Vermelde records:
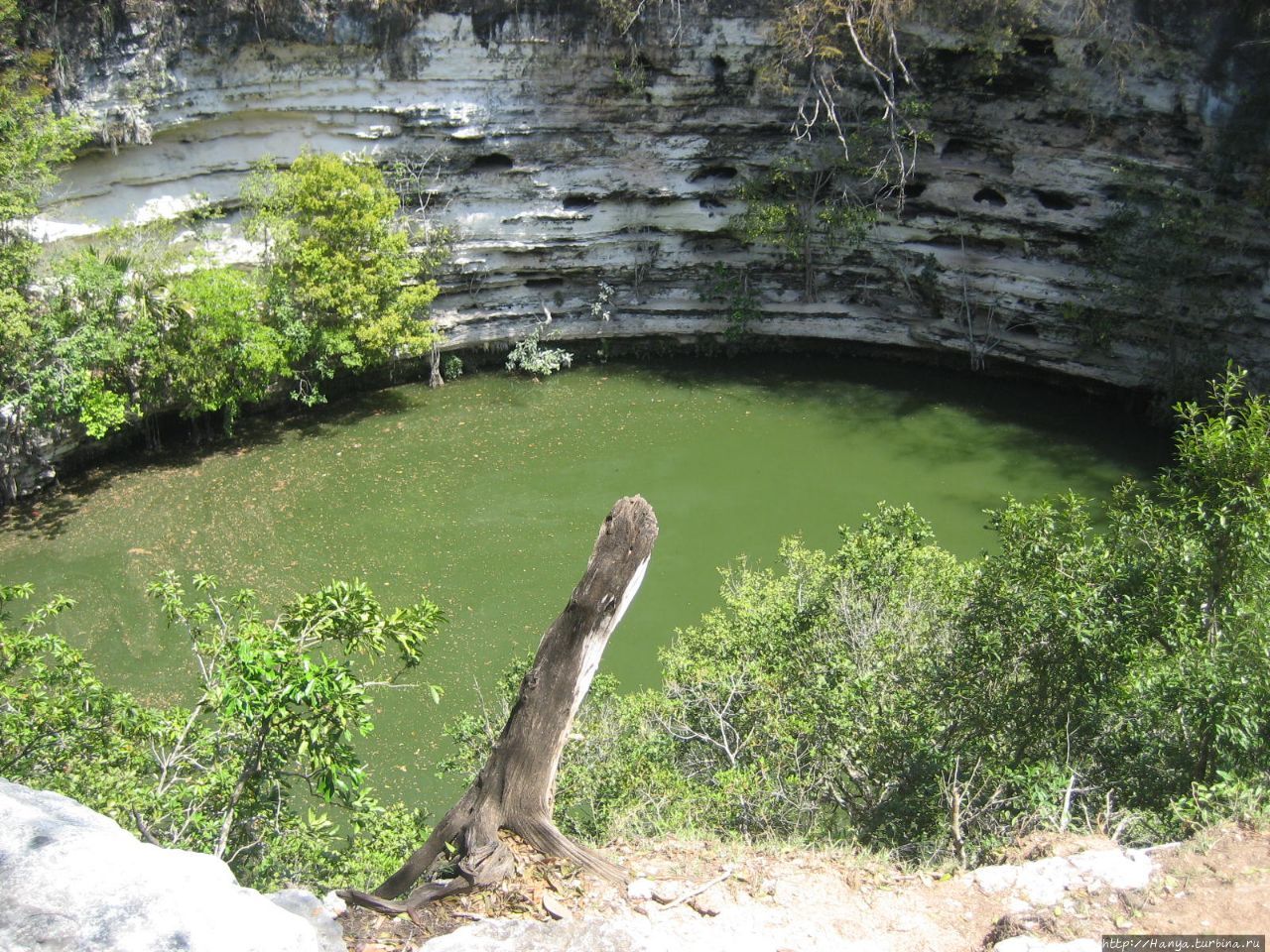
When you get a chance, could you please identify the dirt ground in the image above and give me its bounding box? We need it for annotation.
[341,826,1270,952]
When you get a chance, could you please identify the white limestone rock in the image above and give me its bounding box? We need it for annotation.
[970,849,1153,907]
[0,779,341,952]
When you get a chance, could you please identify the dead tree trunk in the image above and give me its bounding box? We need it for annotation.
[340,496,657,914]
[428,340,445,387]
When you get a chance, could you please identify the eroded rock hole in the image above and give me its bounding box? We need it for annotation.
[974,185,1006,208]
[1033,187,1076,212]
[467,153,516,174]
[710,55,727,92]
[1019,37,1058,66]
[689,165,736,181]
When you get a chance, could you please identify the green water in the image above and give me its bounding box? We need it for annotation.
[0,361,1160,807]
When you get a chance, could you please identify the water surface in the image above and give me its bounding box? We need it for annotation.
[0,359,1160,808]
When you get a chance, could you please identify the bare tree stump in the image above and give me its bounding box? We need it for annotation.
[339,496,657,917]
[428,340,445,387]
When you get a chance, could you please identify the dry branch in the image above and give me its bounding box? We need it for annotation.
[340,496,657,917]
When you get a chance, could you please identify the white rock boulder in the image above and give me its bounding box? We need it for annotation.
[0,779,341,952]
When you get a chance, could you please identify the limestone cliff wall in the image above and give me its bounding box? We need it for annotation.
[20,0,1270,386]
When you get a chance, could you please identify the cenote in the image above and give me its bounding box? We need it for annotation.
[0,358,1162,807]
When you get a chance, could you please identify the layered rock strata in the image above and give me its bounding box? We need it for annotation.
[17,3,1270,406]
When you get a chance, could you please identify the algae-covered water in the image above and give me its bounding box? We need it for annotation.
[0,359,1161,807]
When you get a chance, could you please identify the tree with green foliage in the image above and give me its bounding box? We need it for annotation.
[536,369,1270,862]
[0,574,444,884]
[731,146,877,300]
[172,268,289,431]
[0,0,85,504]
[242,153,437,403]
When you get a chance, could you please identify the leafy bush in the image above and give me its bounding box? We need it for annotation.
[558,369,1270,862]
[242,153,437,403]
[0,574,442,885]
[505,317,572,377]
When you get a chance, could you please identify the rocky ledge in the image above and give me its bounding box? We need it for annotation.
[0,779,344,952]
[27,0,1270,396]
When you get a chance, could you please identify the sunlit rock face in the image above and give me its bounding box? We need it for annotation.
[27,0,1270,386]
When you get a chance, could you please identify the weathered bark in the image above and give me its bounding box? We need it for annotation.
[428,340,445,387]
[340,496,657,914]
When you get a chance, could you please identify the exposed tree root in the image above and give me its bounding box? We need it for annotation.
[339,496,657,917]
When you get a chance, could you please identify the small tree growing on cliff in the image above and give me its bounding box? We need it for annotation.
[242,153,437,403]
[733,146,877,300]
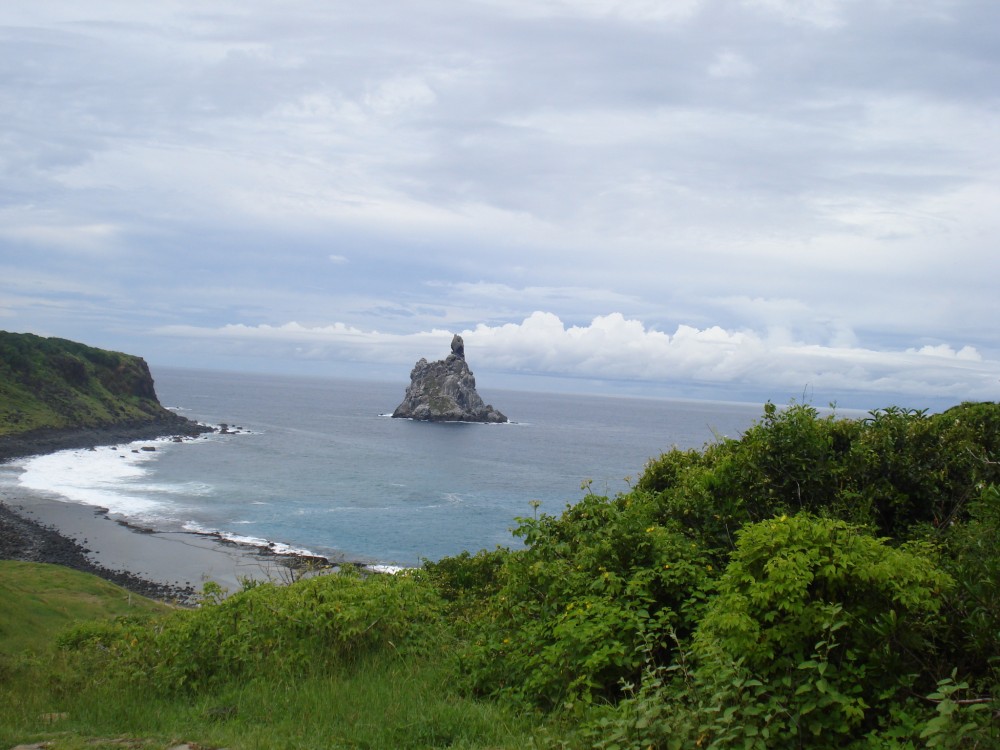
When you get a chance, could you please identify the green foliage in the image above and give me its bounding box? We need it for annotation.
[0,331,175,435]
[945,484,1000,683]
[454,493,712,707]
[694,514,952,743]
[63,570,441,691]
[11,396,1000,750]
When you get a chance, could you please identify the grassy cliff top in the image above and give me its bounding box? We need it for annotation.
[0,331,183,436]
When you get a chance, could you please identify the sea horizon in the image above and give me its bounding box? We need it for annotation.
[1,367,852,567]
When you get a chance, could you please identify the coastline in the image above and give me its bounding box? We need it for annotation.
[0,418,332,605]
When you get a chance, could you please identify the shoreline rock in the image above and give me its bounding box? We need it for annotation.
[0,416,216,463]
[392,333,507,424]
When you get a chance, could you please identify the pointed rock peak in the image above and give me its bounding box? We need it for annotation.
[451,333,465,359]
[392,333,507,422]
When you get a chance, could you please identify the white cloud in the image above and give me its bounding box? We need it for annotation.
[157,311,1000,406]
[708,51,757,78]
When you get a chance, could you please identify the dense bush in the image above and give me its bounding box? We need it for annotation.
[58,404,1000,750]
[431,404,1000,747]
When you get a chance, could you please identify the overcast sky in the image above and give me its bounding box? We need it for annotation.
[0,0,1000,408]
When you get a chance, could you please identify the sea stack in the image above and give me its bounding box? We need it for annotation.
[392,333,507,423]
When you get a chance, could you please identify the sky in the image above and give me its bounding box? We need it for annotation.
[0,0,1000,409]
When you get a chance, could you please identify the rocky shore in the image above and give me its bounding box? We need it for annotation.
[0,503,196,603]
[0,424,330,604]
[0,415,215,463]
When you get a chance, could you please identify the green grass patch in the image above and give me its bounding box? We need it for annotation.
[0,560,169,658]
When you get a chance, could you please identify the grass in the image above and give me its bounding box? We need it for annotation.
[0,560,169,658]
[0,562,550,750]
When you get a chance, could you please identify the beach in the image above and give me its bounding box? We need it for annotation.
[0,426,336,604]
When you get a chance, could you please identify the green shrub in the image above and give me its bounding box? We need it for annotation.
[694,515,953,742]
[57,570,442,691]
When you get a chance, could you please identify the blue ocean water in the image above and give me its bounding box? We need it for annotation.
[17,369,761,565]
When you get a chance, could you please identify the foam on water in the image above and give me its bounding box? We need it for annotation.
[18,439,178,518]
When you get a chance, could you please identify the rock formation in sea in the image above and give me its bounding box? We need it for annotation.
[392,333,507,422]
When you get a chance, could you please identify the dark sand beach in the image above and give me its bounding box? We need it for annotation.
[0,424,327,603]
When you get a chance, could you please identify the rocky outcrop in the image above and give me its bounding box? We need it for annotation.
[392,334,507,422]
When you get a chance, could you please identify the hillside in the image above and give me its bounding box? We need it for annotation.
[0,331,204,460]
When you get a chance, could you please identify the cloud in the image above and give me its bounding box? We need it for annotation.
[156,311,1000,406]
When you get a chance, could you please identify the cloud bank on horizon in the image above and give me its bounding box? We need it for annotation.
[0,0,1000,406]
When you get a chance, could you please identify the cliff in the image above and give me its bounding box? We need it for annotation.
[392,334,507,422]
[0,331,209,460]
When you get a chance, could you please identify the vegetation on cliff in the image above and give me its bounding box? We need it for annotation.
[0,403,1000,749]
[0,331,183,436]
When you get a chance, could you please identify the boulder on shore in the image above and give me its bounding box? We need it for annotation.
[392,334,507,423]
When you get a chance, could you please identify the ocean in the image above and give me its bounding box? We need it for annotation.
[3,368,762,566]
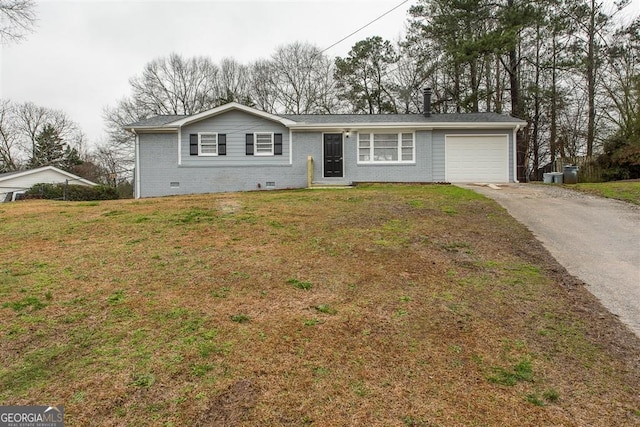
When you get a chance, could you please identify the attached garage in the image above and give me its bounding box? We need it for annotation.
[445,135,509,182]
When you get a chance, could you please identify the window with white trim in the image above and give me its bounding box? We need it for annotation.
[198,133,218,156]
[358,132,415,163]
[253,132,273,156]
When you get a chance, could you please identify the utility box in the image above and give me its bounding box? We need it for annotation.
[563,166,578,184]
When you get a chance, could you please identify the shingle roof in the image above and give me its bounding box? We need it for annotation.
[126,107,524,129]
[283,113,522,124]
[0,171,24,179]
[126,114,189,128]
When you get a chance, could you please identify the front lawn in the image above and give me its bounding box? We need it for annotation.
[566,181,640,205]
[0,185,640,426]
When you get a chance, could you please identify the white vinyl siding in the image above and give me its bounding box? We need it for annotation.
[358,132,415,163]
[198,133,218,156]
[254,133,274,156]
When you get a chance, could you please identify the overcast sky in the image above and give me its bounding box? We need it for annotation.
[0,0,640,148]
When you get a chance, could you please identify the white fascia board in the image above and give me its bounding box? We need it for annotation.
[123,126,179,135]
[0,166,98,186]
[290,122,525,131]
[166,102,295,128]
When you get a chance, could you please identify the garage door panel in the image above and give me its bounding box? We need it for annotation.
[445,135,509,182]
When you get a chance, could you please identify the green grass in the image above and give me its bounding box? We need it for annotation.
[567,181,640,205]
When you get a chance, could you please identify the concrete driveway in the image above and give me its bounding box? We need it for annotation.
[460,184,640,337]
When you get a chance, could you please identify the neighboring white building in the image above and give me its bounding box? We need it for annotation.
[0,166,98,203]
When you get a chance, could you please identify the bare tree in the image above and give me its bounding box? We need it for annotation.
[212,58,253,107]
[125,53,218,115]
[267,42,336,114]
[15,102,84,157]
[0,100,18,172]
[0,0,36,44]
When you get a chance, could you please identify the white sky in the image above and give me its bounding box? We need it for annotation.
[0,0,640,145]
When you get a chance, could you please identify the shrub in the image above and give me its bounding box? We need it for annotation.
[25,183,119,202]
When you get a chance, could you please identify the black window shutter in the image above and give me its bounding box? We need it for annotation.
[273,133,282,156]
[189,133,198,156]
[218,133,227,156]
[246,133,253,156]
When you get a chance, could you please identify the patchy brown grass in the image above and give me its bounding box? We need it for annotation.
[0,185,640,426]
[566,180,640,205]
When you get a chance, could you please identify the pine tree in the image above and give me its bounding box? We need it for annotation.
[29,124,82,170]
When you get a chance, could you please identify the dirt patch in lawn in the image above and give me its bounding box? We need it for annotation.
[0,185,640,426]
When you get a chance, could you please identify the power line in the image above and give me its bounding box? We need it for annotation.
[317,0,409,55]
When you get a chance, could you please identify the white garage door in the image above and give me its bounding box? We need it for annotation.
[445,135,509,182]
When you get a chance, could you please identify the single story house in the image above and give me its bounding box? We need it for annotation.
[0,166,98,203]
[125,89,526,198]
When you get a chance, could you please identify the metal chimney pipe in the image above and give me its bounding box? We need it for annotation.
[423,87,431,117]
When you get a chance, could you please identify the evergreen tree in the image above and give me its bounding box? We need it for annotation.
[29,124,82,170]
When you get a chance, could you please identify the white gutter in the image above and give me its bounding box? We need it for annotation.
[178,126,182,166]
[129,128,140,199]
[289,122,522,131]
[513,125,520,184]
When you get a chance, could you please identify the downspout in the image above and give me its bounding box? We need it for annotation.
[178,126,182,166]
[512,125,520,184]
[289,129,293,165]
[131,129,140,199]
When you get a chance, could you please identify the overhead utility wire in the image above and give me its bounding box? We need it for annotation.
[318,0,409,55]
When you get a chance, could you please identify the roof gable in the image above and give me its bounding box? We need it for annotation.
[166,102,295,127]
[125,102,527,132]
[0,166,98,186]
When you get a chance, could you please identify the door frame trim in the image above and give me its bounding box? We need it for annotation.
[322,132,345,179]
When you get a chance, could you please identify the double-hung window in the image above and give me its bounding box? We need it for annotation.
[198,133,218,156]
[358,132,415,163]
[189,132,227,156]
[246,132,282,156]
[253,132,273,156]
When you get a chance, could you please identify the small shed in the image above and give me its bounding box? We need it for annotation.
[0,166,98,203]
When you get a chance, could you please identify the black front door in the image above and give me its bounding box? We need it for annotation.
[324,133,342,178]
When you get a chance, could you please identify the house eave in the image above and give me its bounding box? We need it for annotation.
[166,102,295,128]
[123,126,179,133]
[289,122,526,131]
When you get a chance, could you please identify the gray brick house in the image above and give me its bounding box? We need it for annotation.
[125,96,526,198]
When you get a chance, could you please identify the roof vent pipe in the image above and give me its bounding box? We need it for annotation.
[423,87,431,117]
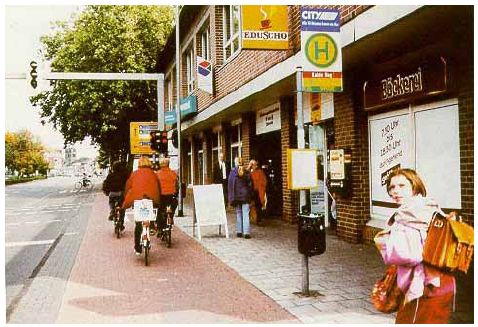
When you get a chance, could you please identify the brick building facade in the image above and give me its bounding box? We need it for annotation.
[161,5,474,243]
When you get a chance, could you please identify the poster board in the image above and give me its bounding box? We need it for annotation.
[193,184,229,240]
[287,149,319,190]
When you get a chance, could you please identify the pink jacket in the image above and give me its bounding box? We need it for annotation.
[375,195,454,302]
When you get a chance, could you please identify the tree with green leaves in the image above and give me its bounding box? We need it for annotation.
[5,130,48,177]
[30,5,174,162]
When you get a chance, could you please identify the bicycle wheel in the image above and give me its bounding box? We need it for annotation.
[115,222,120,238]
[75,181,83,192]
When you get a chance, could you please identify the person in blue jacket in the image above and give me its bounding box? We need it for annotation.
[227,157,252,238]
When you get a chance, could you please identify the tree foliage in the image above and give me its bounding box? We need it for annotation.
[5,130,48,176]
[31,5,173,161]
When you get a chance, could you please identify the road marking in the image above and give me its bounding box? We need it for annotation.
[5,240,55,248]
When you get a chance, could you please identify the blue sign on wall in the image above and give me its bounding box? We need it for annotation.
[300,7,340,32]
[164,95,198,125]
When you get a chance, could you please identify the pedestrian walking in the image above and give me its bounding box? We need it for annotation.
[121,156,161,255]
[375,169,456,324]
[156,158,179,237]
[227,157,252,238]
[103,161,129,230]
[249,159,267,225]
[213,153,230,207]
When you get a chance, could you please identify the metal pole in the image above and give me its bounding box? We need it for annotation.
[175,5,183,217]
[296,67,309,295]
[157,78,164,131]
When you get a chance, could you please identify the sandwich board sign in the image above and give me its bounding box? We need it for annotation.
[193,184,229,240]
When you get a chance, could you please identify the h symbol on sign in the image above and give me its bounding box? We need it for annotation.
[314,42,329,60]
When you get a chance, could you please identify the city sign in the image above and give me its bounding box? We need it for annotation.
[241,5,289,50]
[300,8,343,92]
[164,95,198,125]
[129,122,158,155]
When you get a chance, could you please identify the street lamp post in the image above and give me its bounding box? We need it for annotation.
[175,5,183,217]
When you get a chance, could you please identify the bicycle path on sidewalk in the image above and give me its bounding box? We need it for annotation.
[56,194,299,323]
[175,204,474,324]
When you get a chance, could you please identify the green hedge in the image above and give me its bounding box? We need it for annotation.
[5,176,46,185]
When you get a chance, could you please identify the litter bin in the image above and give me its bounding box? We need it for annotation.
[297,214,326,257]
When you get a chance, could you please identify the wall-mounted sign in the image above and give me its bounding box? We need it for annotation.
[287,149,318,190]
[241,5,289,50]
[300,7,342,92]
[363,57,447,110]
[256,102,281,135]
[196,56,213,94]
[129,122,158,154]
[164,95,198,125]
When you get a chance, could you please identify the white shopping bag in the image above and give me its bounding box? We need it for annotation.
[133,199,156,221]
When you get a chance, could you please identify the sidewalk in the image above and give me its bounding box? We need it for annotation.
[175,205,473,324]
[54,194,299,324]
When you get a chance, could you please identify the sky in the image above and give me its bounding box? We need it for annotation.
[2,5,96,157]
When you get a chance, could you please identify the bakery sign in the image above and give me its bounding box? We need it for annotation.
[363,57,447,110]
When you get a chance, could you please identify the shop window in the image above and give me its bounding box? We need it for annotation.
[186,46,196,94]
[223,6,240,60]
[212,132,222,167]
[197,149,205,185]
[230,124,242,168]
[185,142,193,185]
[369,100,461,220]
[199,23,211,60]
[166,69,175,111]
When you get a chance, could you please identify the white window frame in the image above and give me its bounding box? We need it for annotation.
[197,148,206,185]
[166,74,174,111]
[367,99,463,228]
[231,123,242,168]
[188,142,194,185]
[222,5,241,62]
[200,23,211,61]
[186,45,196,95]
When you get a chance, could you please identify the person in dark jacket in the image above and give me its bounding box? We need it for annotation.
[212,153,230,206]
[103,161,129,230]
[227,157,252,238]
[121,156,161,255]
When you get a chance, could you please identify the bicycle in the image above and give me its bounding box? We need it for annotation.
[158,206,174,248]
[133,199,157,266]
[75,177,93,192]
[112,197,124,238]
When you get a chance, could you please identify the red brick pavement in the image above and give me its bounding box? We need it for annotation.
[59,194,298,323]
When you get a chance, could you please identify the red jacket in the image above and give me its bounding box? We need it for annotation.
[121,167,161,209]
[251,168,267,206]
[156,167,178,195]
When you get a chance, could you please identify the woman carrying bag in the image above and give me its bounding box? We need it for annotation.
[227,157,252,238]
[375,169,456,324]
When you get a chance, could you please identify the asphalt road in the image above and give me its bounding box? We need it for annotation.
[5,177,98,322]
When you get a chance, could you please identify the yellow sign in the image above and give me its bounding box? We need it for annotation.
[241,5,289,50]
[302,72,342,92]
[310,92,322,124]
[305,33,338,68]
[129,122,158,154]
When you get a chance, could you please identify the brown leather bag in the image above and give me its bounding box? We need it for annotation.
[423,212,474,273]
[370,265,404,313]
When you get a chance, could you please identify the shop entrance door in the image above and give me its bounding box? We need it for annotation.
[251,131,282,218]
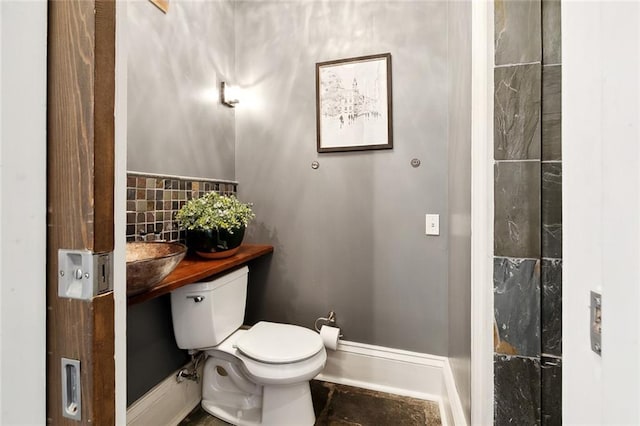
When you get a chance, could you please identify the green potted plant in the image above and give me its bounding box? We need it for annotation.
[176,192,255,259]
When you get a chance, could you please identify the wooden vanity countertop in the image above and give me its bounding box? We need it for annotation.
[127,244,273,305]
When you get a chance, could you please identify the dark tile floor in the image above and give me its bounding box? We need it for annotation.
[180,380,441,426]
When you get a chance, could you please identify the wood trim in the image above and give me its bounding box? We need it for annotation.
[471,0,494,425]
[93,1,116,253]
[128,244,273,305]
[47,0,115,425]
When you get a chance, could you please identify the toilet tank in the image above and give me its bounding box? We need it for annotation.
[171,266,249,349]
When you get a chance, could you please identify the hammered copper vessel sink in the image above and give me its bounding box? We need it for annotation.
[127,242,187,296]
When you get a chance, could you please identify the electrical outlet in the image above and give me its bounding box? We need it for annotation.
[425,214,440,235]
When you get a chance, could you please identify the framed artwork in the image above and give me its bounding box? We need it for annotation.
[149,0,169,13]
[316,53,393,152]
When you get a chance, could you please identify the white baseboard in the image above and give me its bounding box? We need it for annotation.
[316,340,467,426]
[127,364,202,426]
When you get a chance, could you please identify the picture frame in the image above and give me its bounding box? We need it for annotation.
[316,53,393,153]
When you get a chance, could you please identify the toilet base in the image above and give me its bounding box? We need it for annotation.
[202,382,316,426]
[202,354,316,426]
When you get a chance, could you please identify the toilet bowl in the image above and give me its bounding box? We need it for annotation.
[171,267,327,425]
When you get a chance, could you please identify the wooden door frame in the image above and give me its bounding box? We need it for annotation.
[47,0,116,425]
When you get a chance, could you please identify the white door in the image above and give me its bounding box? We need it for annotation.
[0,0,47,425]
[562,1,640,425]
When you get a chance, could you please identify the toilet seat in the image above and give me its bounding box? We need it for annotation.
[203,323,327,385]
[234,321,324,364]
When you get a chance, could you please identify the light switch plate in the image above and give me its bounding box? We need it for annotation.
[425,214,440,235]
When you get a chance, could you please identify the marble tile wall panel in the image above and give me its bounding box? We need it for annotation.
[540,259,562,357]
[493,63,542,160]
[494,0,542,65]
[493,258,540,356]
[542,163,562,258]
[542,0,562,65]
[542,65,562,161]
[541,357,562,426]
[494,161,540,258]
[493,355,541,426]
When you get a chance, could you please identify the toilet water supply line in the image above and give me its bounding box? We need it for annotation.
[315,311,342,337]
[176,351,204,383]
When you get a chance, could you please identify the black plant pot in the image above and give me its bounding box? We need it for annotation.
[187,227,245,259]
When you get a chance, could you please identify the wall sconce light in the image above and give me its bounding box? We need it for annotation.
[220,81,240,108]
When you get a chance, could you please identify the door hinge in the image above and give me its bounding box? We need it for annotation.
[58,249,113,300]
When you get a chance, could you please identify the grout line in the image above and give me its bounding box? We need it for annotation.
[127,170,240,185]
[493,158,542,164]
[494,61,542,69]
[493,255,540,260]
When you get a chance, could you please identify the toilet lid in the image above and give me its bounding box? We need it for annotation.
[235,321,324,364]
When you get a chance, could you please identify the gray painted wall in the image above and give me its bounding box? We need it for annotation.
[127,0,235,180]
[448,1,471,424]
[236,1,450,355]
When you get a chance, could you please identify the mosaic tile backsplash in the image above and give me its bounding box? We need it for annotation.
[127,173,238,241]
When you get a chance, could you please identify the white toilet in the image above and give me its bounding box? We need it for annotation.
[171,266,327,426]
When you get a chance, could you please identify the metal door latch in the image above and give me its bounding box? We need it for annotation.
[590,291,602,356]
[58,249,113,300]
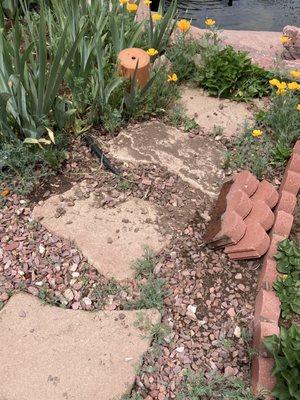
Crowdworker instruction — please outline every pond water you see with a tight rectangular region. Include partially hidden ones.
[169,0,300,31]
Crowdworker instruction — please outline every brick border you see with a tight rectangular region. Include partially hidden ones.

Schriftelijke opdracht:
Geef de records hierboven woord voor woord opnieuw weer, vanaf het begin tot en met de regel waarin "[0,359,1160,808]" staat. Laat de afbeeldingen daarbij weg.

Antwoord oefening:
When you get a chance, could you please identify the dirt ground in the image above and give me its bounding box? We need it for annotation.
[341,826,1270,952]
When you get a chance, could you please identify the white limestone rock in the image above and give me its bounding box? We need it for annotation.
[970,849,1153,907]
[0,779,341,952]
When you get a chance, could you please identify the dead tree trunk in the image above and give me its bounding box? We need it for annotation.
[340,496,657,914]
[428,340,445,387]
When you get a chance, could you please identify the eroded rock hole in the image above and give me its bounding box? We need it for annotation.
[974,185,1006,208]
[1033,187,1076,212]
[467,153,516,174]
[710,55,727,92]
[1019,37,1058,66]
[689,165,736,181]
When you get a chance, could you please identify the green water in the image above and give me its bounding box? We need it for annotation.
[0,361,1160,807]
When you get a chance, could you please identify the water surface in the image above and give me its bounding box? We need it for annotation.
[0,359,1160,808]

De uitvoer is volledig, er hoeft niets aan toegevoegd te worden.